EXCERPT TO READ below:

This is a rush transcript from "The Journal Editorial Report," March 14, 2009. This copy may not be in its final form and may be updated.
PAUL GIGOT, FOX HOST: Up next on "The Journal Editorial Report," it's brass knuckle time for big labor as their drive to end secret ballots in union elections turn nasty. But are some Democrats going wobbly?
Plus, lessons from the Madoff swindle. Have investors learned anything? And will investigators be able to spot the next big scam?
The charity rose bowl. Liberal nonprofits seeing red with the Obama plan to sock it to rich donors.
"The Journal Editorial Report" begins right now.
Welcome to "The Journal Editorial Report." I'm Paul Gigot.
Big labor's drive to eliminate the secret ballot in union elections came back to Capitol Hill this week as the so-called Employee Free Choice Act was introduced in both houses of Congress. The bill, which would allow unions to gain representation simply by showing cards signed by a major of workers, has business groups united in opposition. Labor chiefs are putting on the brass knuckles threatening companies with government retaliation if they don't stop lobbying against it.
Joining the panel this week, Wall Street Journal columnist and deputy editor, Dan Henninger; assistant editorial page editor, James Freeman; Washington columnist, Kim Strassel; and senior editorial writer, Colin Levy.
Kim, I've never seen business as united against legislature in 20 or 30 years. Explain to our viewers why are they so opposed? How this would work.
KIM STRASSEL, WASHINGTON COLUMNIST: There's two aspects to this bill. One, as you mentioned, has to do with secret elections. Instead of having secret elections and going and voting your conscious as to whether or not you want to join the union, you would have to go and sign a card. This would be an ongoing process. And when unions finally got more than 50 percent of workers who signed this card, then they would get a union. That's one part of it.
The second part has to do with what's known as mandatory arbitration. It would say any newly created union, if they were having difficult coming to a first contract with their employer, it would get tossed to some sort of federal arbitrator who would make a decision about the contract.
GIGOT: And that second part, in particular, would put unions in the driver's seat when it comes to being able to negotiate a contract. If they can't settle after 120 days, the union could run out of clock and this arbitrator would settle in between whatever the two offers were.
James, I think this is the biggest — this would be the biggest change in union law in 60 years. So this is labor's number one priority.
JAMES FREEMAN, ASSITANT EDITORIAL PAGE EDITOR: Huge. And the reason they're bringing out the brass knuckles, the reason they're trying to stop this advertising and lobbying campaign is because it's working. This is really bad policy saying you want to take away the secret ballot. I have to believe if there's one vote where Mitch McConnell can hold his caucus...

End of EXCERPT TO READ.

- REQUIRED TASKS -
#1 In the broadcast transcript, rewrite the stretch from "Plus, lessons from" through "begins right now.", putting "Madoff fraud" in place of "Madoff swindle".
#2 Answer these questions using the broadcast transcript:
(a) On what date did the show air?
(b) What share of workers would have to sign the card before a union formed, according to Kim Strassel?
(c) After how many days without a settlement could the union run out the clock, according to Paul Gigot?
#3 Continue the broadcast transcript from the point where it stops.

SUPPLIED RECORDS below:

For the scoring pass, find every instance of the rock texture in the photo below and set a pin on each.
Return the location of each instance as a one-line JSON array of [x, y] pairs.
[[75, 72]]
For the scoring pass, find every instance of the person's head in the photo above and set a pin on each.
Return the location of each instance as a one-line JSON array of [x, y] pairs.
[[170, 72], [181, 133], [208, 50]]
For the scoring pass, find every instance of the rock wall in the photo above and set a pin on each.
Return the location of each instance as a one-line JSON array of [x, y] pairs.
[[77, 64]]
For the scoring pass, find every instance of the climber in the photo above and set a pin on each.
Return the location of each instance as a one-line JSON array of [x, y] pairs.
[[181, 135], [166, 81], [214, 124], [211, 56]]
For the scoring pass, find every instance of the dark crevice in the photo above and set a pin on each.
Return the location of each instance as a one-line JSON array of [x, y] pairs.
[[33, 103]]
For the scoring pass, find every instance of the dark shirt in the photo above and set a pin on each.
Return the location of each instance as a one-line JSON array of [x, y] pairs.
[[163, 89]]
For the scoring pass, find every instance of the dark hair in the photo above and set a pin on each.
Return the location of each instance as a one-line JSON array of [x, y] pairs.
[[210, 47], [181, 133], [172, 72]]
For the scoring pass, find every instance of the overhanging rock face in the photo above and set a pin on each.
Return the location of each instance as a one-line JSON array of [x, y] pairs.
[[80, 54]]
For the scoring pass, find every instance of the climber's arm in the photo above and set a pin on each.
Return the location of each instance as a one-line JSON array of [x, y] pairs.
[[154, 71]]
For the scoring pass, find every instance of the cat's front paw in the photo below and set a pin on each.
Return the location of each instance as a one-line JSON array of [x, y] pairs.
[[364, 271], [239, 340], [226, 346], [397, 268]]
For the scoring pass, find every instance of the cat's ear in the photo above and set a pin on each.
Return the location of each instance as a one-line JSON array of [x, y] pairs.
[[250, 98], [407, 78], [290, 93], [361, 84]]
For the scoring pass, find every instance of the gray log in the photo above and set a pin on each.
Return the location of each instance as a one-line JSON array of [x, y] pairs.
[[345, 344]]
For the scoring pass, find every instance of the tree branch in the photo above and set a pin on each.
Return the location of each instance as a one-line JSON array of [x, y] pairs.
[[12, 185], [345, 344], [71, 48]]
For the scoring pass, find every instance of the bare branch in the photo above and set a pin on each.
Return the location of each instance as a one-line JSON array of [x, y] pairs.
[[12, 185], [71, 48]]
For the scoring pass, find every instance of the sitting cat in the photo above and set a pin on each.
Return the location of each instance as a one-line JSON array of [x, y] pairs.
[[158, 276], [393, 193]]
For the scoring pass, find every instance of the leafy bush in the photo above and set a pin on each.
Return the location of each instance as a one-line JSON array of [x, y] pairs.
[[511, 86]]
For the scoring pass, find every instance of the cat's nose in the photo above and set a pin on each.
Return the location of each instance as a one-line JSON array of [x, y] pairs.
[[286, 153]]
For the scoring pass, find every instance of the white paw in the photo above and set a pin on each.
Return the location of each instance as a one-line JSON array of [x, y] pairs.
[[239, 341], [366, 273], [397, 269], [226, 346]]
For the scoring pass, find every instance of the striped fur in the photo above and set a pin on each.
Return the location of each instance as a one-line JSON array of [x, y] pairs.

End of SUPPLIED RECORDS.

- EXERCISE RESULTS -
#1
Plus, lessons from the Madoff fraud. Have investors learned anything? And will investigators be able to spot the next big scam?
The charity rose bowl. Liberal nonprofits seeing red with the Obama plan to sock it to rich donors.
"The Journal Editorial Report" begins right now.

#2
(a) March 14, 2009
(b) More than 50 percent
(c) 120 days

#3
GIGOT: He's the Republican major leader.
FREEMAN: Then you look at Democrats. This is a tough vote, especially for moderate southern Democrats, saying we're going to take away secret ballot or in the arbitration setting, we'll let the government set pay and benefits.
GIGOT: Colin, what are unions doing to get businesses to stop lobbying against them?
COLIN LEVY, SENIOR EDITORIAL WRITER: It's a classic case where they're using their toughest tactics to push their legislative agenda. They've written a letter — a group of unions led by the Service Employees International Union, wrote a letter a few weeks ago to Treasury Secretary Tim Geithner suggesting that these banks or companies that receive funds from the Troubled Asset Relief Programs shouldn't be able to lobby — shouldn't be able to lobby.
GIGOT: Saying to Geithner, look, you should cut these folks off if they keep lobbying against us. And they mentioned specifically the principal financial group out of Des Moines which had been playing a role against this.
Is this kosher, can you do that?
LEVY: Well, this is something that's a complete double standard by the union because unions every year receive millions of dollars in grants from agencies that they lobby. So there's really a case of the pot and the kettle here.
DAN HENNINGER, COLUMNIST & DEPUTY EDITOR: I think the fact we're describing in here is so much of this rubs people the wrong way. First of all the Card Check is a union organizer, going up to some guy and saying, hey, you want to join the union and sign this card.
GIGOT: Just so people understand, typically, you will be able to make that decision in private. If they come up to you and say, will you sign this card, and you don't do it, there's very visible peer pressure.
HENNINGER: I would say so. I would say so.
GIGOT: Put the arm around you and say, hey, Dan, you going to sign or not.
HENNINGER: And the second point, beyond that, if you join the unions, then a certain percentage of your paycheck would be taken out for union goes that go for political organizing. There's an element of desperation here. The unions are faced with economic reality. They're in a global economy. Wages are competitive now. And it's very difficult for them to maintain those wage scales. And to take these steps shows just how desperate they are.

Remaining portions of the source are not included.